Sehe ich auch so. Eine einfache Lösung. Wäre ja auch kein Hexenwerk, ist umsetz- und durch jedermann reparabel.


----------



## Blockmove (14 März 2022)

DeltaMikeAir schrieb:


> Sehe ich auch so. Eine einfache Lösung. Wäre ja auch kein Hexenwerk, ist umsetz- und durch jedermann reparabel.


Genau ... Wenn's Probleme gibt, dann Hammer und WD40.
Ini ausserhalb des Reinigungsbereich steckbar machen mit M12-Steckverbinder mit LEDs.
Dann hast du auch gleich ne Funktionskontrolle.


----------



## Heinileini (14 März 2022)

DeltaMikeAir schrieb:


> Wäre ja auch kein Hexenwerk, ist umsetz- und durch jedermann reparabel.

_ARBEITSANWEISUNGEN_
[a] Schreibe die Datenzeilen von ihrem Anfang bis zu der Zeile mit „[[[118,96],[118,86],[116,85],[114,90],[114,96],[117,97]]]“ neu und ersetze dabei „standing figure“ durch „upright figure“, ohne sonst etwas zu ändern. Lass die Bilder in deiner Antwort weg.
[b] Setze den Forumsverlauf über die einfache, von jedermann reparierbare Lösung im Anschluss an seinen letzten Satz fort.

_DATENAUSZUG_
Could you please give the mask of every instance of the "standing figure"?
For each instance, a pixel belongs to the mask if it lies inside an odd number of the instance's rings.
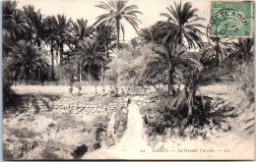
[[[124,97],[124,90],[121,88],[121,97]]]
[[[118,96],[118,86],[116,85],[114,90],[114,96],[117,97]]]

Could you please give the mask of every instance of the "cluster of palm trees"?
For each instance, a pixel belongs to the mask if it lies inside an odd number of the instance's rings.
[[[187,107],[184,120],[188,121],[198,86],[208,80],[206,70],[218,72],[220,64],[228,59],[248,63],[253,58],[253,38],[211,37],[210,27],[202,25],[204,19],[198,17],[190,2],[170,5],[167,13],[160,14],[166,21],[140,30],[138,15],[142,13],[136,5],[111,0],[96,7],[106,13],[89,26],[84,19],[74,22],[64,15],[43,17],[31,5],[19,10],[16,1],[3,1],[3,63],[8,64],[4,67],[9,67],[12,80],[30,80],[32,74],[41,80],[51,72],[49,79],[54,81],[54,59],[58,57],[59,67],[68,67],[70,73],[74,68],[79,81],[84,72],[92,81],[102,76],[115,47],[126,48],[134,58],[134,63],[127,64],[126,71],[131,75],[127,79],[136,79],[141,84],[167,83],[169,107]],[[139,33],[129,45],[120,43],[120,33],[123,37],[125,34],[124,21]],[[68,50],[64,51],[65,47]],[[177,82],[185,88],[175,90]]]
[[[109,62],[109,50],[119,49],[120,29],[125,33],[122,22],[137,29],[137,14],[141,14],[137,6],[129,6],[127,1],[100,2],[96,7],[107,13],[89,26],[87,20],[74,22],[64,15],[43,17],[32,5],[20,10],[17,3],[3,1],[3,57],[11,60],[8,64],[15,80],[40,81],[46,77],[45,80],[56,81],[57,63],[64,69],[72,64],[80,81],[83,72],[92,81]]]
[[[237,61],[251,62],[254,39],[211,37],[209,27],[202,25],[204,19],[198,17],[198,10],[189,2],[174,2],[166,9],[167,13],[160,14],[166,21],[140,30],[141,49],[147,45],[152,52],[141,52],[139,58],[144,64],[135,64],[131,69],[141,82],[168,84],[168,107],[181,112],[180,122],[185,126],[193,114],[198,87],[215,78],[211,71],[219,73],[221,63],[232,62],[231,66],[237,66]],[[207,42],[203,41],[204,36]],[[136,41],[131,44],[134,47]],[[184,84],[185,88],[177,90],[173,87],[176,84]]]

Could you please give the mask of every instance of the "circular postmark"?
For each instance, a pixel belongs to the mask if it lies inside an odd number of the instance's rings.
[[[212,17],[212,35],[236,35],[240,29],[248,25],[244,14],[235,9],[224,9],[218,11]],[[249,34],[244,32],[244,34]]]
[[[250,36],[251,19],[250,3],[214,3],[211,36]]]

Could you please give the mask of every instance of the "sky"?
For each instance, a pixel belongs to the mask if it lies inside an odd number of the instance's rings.
[[[98,0],[18,0],[18,8],[22,9],[26,5],[33,5],[35,10],[41,11],[44,16],[56,16],[64,14],[67,18],[73,21],[84,18],[88,20],[89,25],[93,25],[96,17],[106,13],[105,10],[95,7],[99,3]],[[102,0],[104,1],[104,0]],[[177,1],[179,3],[179,1]],[[182,3],[185,1],[182,0]],[[210,1],[206,0],[191,0],[194,8],[197,8],[198,16],[203,17],[206,21],[201,22],[203,25],[208,25],[210,20]],[[143,14],[139,15],[139,20],[142,24],[139,28],[149,27],[159,21],[165,21],[166,18],[160,16],[160,13],[168,13],[166,7],[174,5],[173,0],[129,0],[127,5],[137,5],[138,10]],[[136,31],[129,25],[125,25],[125,40],[130,40],[137,36]]]

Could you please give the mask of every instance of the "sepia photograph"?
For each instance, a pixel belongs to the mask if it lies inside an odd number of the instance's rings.
[[[1,3],[3,160],[255,159],[254,1]]]

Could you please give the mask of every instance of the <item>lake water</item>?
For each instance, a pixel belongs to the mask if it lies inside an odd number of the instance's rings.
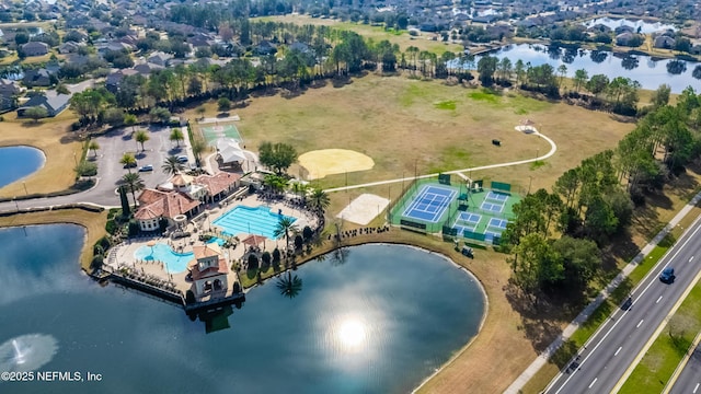
[[[46,161],[44,152],[32,147],[0,148],[0,187],[21,179],[41,169]]]
[[[643,89],[656,90],[660,84],[667,83],[673,93],[681,93],[691,85],[699,92],[701,81],[691,73],[697,62],[683,61],[686,71],[680,74],[671,74],[667,71],[669,59],[653,60],[650,56],[613,56],[608,51],[591,53],[590,50],[566,50],[554,48],[549,50],[543,45],[519,44],[508,45],[497,51],[491,53],[499,59],[508,57],[512,63],[521,59],[524,63],[531,66],[549,63],[555,71],[561,65],[567,68],[567,77],[574,77],[578,69],[587,70],[589,78],[595,74],[605,74],[609,79],[627,77],[641,83]],[[624,59],[628,58],[628,59]],[[479,59],[479,57],[478,57]],[[476,63],[476,62],[475,62]],[[634,68],[632,68],[635,66]]]
[[[634,32],[637,32],[637,28],[640,28],[640,32],[643,34],[650,34],[666,30],[677,31],[677,28],[670,24],[664,24],[660,22],[645,22],[642,20],[631,21],[627,19],[597,18],[584,23],[584,25],[587,27],[591,27],[597,24],[602,24],[607,27],[610,27],[611,30],[616,30],[616,27],[619,26],[631,26],[633,27]]]
[[[38,371],[102,382],[0,392],[406,393],[476,334],[484,312],[475,279],[444,258],[365,245],[299,267],[295,298],[267,282],[241,309],[193,322],[80,274],[82,236],[68,224],[0,230],[0,363],[19,351],[25,364],[45,362]]]

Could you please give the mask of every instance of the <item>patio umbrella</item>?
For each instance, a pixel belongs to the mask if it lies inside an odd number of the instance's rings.
[[[251,234],[241,242],[243,242],[244,245],[257,246],[260,243],[265,244],[265,240],[266,239],[263,235]]]
[[[151,247],[151,258],[153,258],[153,246],[156,246],[156,241],[149,241],[146,243],[146,246]]]

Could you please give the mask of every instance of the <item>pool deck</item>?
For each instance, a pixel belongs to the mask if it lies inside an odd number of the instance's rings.
[[[288,196],[294,197],[294,196]],[[129,239],[122,245],[115,246],[114,252],[112,252],[112,256],[114,259],[107,259],[105,264],[112,268],[112,270],[117,270],[120,266],[127,266],[136,270],[137,273],[142,273],[143,275],[149,275],[156,278],[159,278],[164,281],[172,281],[175,288],[184,293],[187,290],[192,289],[193,282],[186,281],[185,276],[187,271],[177,273],[177,274],[168,274],[163,267],[163,264],[160,262],[148,262],[148,260],[137,260],[134,255],[135,252],[141,247],[147,246],[149,242],[157,242],[162,244],[170,245],[177,253],[187,253],[193,252],[193,245],[202,244],[198,241],[199,235],[204,233],[209,233],[210,231],[221,231],[217,225],[211,224],[217,218],[225,215],[229,210],[233,209],[237,206],[246,206],[251,208],[255,208],[258,206],[265,206],[271,209],[272,212],[277,212],[278,210],[283,211],[283,215],[294,217],[297,220],[295,224],[301,231],[304,225],[310,225],[314,228],[317,224],[317,218],[313,213],[308,212],[304,209],[300,209],[299,207],[292,206],[288,204],[287,200],[266,200],[261,197],[258,194],[248,195],[243,200],[231,200],[229,202],[225,202],[225,205],[214,204],[207,207],[208,216],[198,217],[199,220],[193,222],[192,220],[187,222],[186,231],[191,233],[189,236],[182,237],[179,240],[171,240],[164,236],[151,236],[151,237],[137,237]],[[246,253],[250,252],[251,246],[244,245],[243,240],[248,237],[250,234],[241,233],[238,235],[239,244],[234,248],[223,248],[222,253],[225,258],[228,262],[229,268],[235,262],[243,262],[243,257]],[[291,243],[291,237],[290,237]],[[273,252],[275,247],[279,247],[280,250],[285,248],[285,239],[280,240],[269,240],[265,239],[265,242],[260,243],[258,247],[261,252],[268,251]],[[231,297],[233,291],[234,282],[240,282],[239,275],[235,270],[230,269],[228,274],[228,282],[230,283],[227,288],[226,294],[218,294],[218,297]],[[245,291],[245,290],[244,290]],[[208,301],[208,298],[198,300],[200,302]]]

_ERGEBNISSE JE AUFGABE_
[a]
Could you please give the mask of every instance of the "upright figure"?
For each instance, a pixel belongs to the mask if it lies inside an odd number of the instance's rings.
[[[124,97],[124,90],[121,88],[121,97]]]
[[[118,96],[118,86],[116,85],[114,90],[114,96],[117,97]]]

[b]
Sorry für OT. "umsetz-" steht vermutlich für "umsetzabel"?


----------



## jensemann (28 April 2022)

Wenn auch verspätet, aber hier mein Vorschlag:
Einfache mechanische Lösung wie Blockmove in #14 schrieb. Dazu aber noch einen zweiten Sensor am Ausgang. So kann man ermitteln, wieviele Kisten noch in der Anlage sind und entsprechend abschalten.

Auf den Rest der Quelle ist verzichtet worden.